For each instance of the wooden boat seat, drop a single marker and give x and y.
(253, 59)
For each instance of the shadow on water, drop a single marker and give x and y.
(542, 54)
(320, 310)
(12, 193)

+ + +

◆ Exercise instructions:
Reproduce the listing above verbatim, line for line.

◆ Correct result:
For each instance of the wooden boat seat, drop a single marker and give x and y.
(253, 59)
For each instance of the shadow on water, drop a single marker and give x and y.
(542, 54)
(320, 310)
(12, 193)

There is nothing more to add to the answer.